**EXERCISE INSTRUCTIONS**
1. Copy the stretch of the post about a conversation on race in Italy from "We have a lot" through "websites to read." word for word.
2. Summarize the post about a conversation on race in Italy in two sentences.
:: DOCUMENT TEXT ::
Someone asked, "So what do you think about Obama being elected? Has the United States stopped being racist?"

"Well," a second person replied, "you can't ask that question, because Obama isn't really Black."

In the context of the United States, that was of course an offensive statement.

People had accused him of not being Black enough during the primaries, but this was Italy, a different context all together. They knew little or nothing of that aspect of the American controversy. 

Italy has not had a movement for political correctness and people are extremely blunt.

I was tempted to word-pick. I have been trained to.  I was taught to word-pick debating in college: "How are you defining ­­­___?" And the conversation shifts to definitions, away from the original topic. It's a good stalling tactic, but it's not a good bridge builder, like most debate tactics. Debating is about winning, not about building understanding. And the word-pick debate is often useless, words are used differently in different cultures, contexts, by different people, even.

I tried to not beat him down with knowledge (see Tip #4 Meet people where they are). Instead:

1)    "Don't get furious, get curious" it's a tip from the Virtues ProjectTM. When someone says something that comes across as offensive, try asking questions.

“Why would you say that?" I said.

"Because his mother was white."

"Actually in the United States, for centuries, a one-drop rule defined Black any person with any African ancestry. So most people with any African ancestry in America consider themselves Black, because they are treated as such. Plus, Blackness in America is cultural, not just genetic.

"Oh. I thought that because he's light skinned, there would be no prejudice against him. You know like Berlusconi saying, "he’s just a little tanned...."

2)    Ask more questions. Try to understand why they think that way.

“What makes you think there's no prejudice?”

“He's a lawyer, he looks cool, he's not that dark, like here, you know Black people here are really Black (Italy has a large Senegalese immigrant population)......when we see someone like him, we don't think of them as Black.

“Do you see why what you just said is offensive?”

“No, I don't. I think the Italian leftist media is exaggerating."

 

The attack on the media. The ongoing defense of the populist millionaire mogul who had "such a high opinion of himself that he thinks it’s acceptable to say anything to anyone.” Sound familiar?

Don't get confused, I'm talking about Italy, 2008. Americans made fun of us back then for the galvanizing appeal the billionaire media mogul’s simplified messages had. Because he was rich, "Many Italians were convinced that he would do for their country what he did for himself."  But he didn't. 

He left the country in shambles, looking only after himself. He governed for 9 years and was a prominent political leader for 19 years, 1994-to 2013. What finally got him out of politics (but only for 6 years, let's see what happens in 2019) was a tax evasion lawsuit. The many others (2,500 trial dates across 17 years as prime minister), distortion, corruption, prostitution of minors, could not. He had passed a law while in power that people in congress could not be persecuted and another law that people over seventy could not be locked up. So he's "paying" now with community service, while Italy stumbles to recover from 20 years of populism and a destroyed economy.

We have a lot to learn from Italy.

Back to the man in the pub.

“Where do you read your news from?” I asked

He mentioned a right-wing Italian local newspaper.

I struggle to empathize - to see where he is coming from. He does not know the USA context, he does read USA newspapers, he doesn't know any Black American people.

I taught him a few things about American history, the one-drop rule, ongoing discrimination, Black culture. By the end, I was offering him websites to read.

"You're in the context, you know so many things, I don't." He concluded. "I'd be curious to read different kind of news about America. Over here we always get the same crap…"

This conversation ended well. They don't always. I'll have to tell you about one gone bad sometime....

And while giving up on word-picking may not change your opponent's position, deep listening, just may. A new study says just that...there is hope after all!
:::
:: SOURCE INFORMATION ::
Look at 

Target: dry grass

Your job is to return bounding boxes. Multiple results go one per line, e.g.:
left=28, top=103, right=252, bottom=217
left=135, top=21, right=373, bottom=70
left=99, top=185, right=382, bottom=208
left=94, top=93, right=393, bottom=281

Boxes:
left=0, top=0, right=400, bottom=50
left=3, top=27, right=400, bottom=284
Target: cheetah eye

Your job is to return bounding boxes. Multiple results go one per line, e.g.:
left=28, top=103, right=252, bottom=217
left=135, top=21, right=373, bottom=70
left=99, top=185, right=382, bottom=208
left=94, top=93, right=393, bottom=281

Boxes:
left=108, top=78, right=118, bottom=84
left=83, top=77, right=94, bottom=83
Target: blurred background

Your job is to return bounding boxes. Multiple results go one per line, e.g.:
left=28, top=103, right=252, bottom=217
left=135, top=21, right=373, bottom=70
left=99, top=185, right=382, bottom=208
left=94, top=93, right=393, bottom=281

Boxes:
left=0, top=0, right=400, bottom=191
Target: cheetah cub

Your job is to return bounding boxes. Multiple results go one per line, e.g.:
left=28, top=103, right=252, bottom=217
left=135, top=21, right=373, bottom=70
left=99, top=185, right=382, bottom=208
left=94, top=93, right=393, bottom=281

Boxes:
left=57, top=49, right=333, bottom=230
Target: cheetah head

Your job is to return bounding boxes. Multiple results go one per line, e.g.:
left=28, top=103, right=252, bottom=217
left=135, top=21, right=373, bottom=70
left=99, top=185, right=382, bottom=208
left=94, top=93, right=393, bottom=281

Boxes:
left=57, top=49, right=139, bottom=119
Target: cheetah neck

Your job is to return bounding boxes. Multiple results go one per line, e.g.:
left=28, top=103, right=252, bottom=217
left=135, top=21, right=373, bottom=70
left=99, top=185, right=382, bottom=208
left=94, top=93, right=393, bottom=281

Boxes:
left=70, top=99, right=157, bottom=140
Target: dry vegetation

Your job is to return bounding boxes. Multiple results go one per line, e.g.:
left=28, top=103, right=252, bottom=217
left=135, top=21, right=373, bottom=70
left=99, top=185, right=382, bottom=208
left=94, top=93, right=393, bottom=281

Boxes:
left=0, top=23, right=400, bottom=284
:::
**WRITTEN RESPONSES**
1.
We have a lot to learn from Italy.

Back to the man in the pub.

“Where do you read your news from?” I asked

He mentioned a right-wing Italian local newspaper.

I struggle to empathize - to see where he is coming from. He does not know the USA context, he does read USA newspapers, he doesn't know any Black American people.

I taught him a few things about American history, the one-drop rule, ongoing discrimination, Black culture. By the end, I was offering him websites to read.

2. When a man in an Italian pub said Obama isn't really Black because his mother was white, the writer avoided arguing over definitions and asked questions instead, explaining the one-drop rule and that Blackness in America is cultural. The writer also describes how the populist media mogul Berlusconi left Italy in shambles, and the conversation ended with the man saying he was curious to read different news about America.